— WORK TO COMPLETE —
Copy the listing below word for word, beginning at the line that contains "Mark the suv license plate with a point." and ending after the line that contains "Target: suv license plate".

— LISTED RECORDS —
▬▬▬

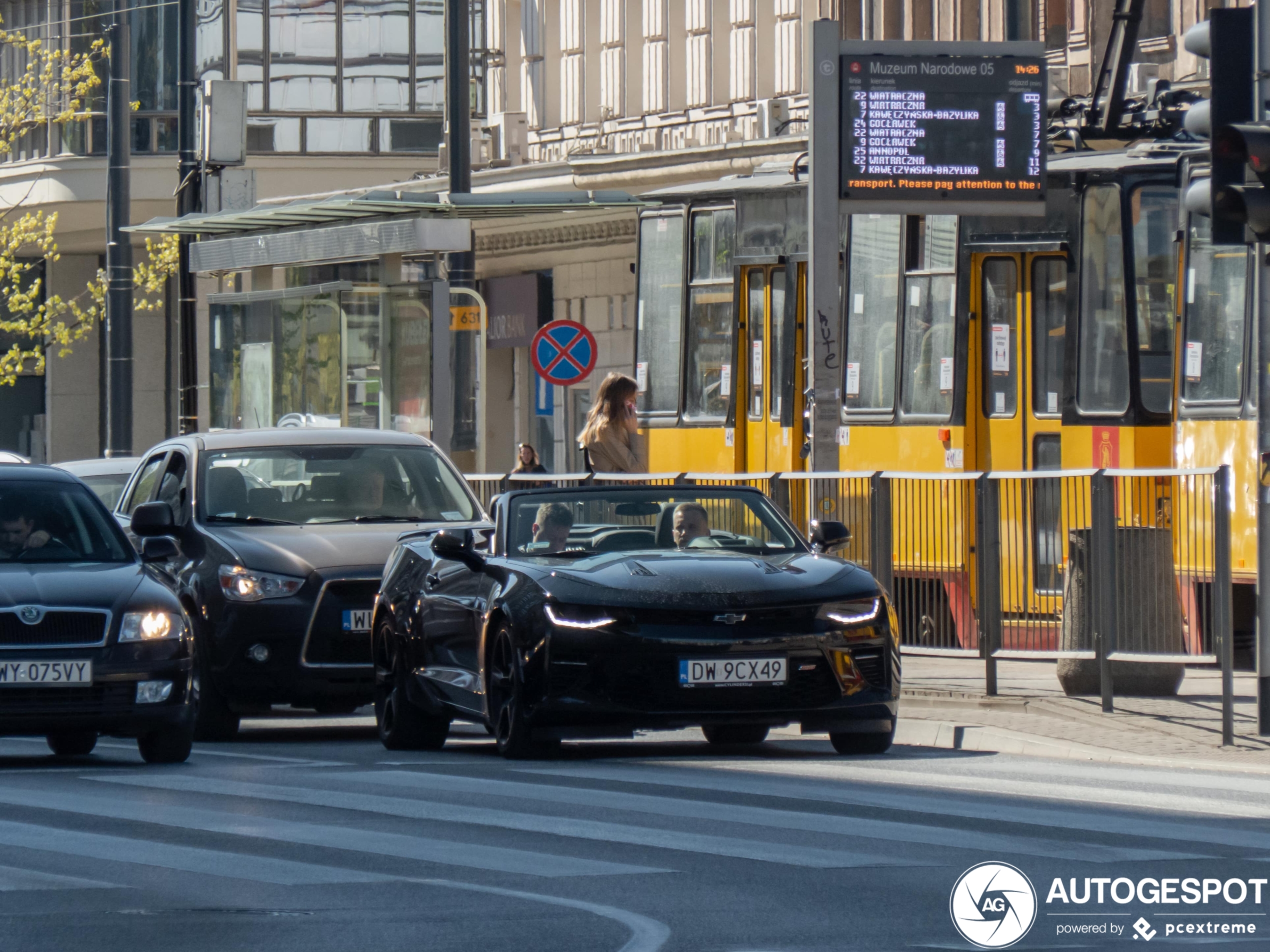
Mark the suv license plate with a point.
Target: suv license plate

▬▬▬

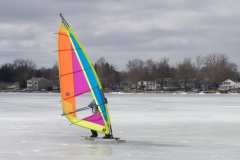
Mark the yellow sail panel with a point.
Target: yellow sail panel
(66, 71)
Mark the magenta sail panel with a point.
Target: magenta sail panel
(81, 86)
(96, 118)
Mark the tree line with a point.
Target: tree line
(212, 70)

▬▬▬

— CORRECT RESULT —
Mark the suv license plate with a point.
Target: suv license plate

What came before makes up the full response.